[Work to complete]
Using the entries below, output exactly the line containing "Map the short" and all lines that follow it to the end.

*** Data extract ***

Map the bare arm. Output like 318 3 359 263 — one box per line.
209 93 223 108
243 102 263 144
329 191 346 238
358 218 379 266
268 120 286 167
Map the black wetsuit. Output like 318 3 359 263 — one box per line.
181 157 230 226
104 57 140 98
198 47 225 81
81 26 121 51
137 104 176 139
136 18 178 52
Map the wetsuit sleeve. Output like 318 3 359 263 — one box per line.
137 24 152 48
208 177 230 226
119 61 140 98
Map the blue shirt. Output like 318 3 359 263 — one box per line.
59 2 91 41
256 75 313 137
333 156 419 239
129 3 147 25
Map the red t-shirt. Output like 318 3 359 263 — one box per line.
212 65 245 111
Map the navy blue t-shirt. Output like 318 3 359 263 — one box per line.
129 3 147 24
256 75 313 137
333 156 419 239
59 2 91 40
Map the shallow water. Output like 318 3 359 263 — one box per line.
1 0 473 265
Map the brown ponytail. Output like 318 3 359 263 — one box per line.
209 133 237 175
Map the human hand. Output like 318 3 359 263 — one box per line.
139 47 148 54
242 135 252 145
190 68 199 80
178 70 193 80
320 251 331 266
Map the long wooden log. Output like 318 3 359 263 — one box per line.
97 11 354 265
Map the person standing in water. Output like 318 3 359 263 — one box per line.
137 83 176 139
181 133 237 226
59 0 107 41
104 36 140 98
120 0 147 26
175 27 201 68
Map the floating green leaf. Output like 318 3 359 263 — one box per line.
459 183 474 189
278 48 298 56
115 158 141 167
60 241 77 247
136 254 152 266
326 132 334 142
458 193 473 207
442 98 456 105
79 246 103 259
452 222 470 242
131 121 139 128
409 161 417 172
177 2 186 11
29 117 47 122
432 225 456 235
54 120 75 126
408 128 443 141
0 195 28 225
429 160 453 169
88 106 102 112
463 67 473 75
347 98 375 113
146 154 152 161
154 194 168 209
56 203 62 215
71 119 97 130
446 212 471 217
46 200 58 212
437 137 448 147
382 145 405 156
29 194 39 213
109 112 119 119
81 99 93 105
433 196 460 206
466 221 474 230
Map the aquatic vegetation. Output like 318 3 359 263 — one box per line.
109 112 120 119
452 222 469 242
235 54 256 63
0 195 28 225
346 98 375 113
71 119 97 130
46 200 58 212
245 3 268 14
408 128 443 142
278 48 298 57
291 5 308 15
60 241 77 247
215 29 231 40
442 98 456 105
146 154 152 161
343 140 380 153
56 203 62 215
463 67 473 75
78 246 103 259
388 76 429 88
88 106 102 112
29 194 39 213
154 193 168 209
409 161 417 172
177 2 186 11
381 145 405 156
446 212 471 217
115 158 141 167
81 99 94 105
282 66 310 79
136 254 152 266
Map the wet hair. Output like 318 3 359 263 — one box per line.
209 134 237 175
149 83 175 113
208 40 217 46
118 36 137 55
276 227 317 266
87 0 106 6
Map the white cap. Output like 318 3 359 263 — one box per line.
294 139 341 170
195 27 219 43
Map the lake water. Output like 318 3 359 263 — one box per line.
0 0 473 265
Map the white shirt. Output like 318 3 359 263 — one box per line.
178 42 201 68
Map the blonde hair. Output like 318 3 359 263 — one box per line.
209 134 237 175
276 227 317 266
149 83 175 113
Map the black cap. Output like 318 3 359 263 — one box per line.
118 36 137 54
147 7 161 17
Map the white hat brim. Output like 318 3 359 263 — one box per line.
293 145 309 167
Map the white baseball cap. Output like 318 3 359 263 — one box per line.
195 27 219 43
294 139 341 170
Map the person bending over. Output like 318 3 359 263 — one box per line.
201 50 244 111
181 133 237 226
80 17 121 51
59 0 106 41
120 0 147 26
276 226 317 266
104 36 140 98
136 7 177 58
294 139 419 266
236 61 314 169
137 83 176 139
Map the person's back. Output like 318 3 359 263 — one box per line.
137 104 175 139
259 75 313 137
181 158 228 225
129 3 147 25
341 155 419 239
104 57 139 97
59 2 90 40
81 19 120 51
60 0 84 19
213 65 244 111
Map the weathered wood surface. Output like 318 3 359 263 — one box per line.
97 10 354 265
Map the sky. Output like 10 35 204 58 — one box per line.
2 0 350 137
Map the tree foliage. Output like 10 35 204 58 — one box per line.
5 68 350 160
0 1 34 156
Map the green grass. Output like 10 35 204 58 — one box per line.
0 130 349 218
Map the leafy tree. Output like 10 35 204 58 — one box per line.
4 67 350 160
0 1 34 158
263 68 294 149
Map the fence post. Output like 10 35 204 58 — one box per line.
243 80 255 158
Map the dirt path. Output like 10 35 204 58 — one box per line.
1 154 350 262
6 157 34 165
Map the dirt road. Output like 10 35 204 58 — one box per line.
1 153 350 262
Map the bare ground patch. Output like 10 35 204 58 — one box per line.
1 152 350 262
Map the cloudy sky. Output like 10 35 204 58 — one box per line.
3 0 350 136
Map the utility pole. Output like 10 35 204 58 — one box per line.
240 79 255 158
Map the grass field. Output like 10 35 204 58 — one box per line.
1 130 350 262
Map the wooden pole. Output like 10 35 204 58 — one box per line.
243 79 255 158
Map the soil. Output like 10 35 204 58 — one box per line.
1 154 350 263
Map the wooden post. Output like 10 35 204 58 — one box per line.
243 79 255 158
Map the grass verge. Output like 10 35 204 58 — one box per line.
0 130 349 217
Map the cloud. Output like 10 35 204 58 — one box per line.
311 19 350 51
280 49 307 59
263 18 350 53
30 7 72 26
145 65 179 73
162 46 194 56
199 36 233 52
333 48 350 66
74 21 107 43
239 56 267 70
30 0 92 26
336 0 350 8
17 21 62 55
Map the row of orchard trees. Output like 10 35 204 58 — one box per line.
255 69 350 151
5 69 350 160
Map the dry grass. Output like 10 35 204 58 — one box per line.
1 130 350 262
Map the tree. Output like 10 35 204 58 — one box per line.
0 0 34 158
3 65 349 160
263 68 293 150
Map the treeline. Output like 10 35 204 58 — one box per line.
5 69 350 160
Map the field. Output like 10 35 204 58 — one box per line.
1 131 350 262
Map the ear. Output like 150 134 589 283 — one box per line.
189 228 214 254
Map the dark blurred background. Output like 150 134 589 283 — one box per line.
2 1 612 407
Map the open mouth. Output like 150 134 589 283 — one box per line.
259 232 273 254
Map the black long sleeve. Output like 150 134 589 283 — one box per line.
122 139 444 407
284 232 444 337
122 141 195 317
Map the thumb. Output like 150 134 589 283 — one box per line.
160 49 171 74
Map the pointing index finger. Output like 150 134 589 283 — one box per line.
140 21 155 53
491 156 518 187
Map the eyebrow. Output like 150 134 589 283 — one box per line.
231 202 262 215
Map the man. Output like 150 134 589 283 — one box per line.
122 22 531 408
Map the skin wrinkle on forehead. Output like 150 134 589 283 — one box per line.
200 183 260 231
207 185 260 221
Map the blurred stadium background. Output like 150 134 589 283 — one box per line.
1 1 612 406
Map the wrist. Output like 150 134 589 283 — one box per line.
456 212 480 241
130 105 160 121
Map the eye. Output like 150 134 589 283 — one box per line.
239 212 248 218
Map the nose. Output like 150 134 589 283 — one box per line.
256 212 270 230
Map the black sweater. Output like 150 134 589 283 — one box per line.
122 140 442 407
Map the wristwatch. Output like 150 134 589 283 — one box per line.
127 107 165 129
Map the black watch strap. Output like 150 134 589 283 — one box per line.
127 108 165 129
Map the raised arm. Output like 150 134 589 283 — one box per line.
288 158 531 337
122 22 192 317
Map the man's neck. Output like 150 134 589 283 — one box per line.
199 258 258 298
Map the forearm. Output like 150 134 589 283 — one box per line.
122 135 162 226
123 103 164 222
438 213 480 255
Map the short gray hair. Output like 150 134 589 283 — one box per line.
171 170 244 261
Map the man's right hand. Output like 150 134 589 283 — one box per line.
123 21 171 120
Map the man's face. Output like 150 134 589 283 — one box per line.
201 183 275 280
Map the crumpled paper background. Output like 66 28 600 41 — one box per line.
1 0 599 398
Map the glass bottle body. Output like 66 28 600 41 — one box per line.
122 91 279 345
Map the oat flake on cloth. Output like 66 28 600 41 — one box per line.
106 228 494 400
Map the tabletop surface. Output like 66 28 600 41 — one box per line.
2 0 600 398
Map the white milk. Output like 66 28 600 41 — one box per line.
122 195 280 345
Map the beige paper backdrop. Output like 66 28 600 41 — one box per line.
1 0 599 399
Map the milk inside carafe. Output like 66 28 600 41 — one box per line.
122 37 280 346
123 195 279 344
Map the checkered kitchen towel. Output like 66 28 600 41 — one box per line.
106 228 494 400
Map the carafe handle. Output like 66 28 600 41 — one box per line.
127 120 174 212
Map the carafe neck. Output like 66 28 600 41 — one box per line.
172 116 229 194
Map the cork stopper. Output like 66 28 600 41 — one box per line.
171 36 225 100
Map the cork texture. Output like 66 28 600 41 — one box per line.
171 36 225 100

*** End of Data extract ***

[Answer to this task]
Map the short gray hair. Output like 150 134 589 283 — one box per line.
171 170 244 261
Map the man's right hand. Output like 150 134 589 283 — one box per line.
123 21 171 120
Map the man's face. Output like 150 134 589 283 — one box per line.
201 183 275 280
Map the crumpled paper background. Output like 66 28 600 41 — one box per line.
1 0 599 398
Map the glass bottle body. Output like 66 28 600 41 — one box per line.
122 91 279 345
Map the oat flake on cloth. Output like 66 28 600 41 — one box per line.
106 228 494 400
Map the tabletop surface. Output like 66 28 600 41 — one box per line.
2 0 600 398
Map the white milk. Output like 66 28 600 41 — one box per line.
122 195 280 345
Map the beige paper backdrop. Output like 66 28 600 41 — one box per line.
1 0 599 399
Map the milk inside carafe. Output like 66 28 600 41 — one box per line.
122 37 280 346
123 195 279 344
Map the checkered kitchen towel. Output like 66 28 600 41 — one box per line.
106 228 494 400
Map the carafe handle. Output like 66 28 600 41 — one box per line.
127 120 174 212
Map the carafe neck. Output like 66 28 600 41 — one box per line.
172 116 229 194
Map the cork stopper. Output like 66 28 600 41 — one box per line.
171 36 225 100
Map the cork texture. Output like 66 28 600 41 — one box per line.
171 36 225 100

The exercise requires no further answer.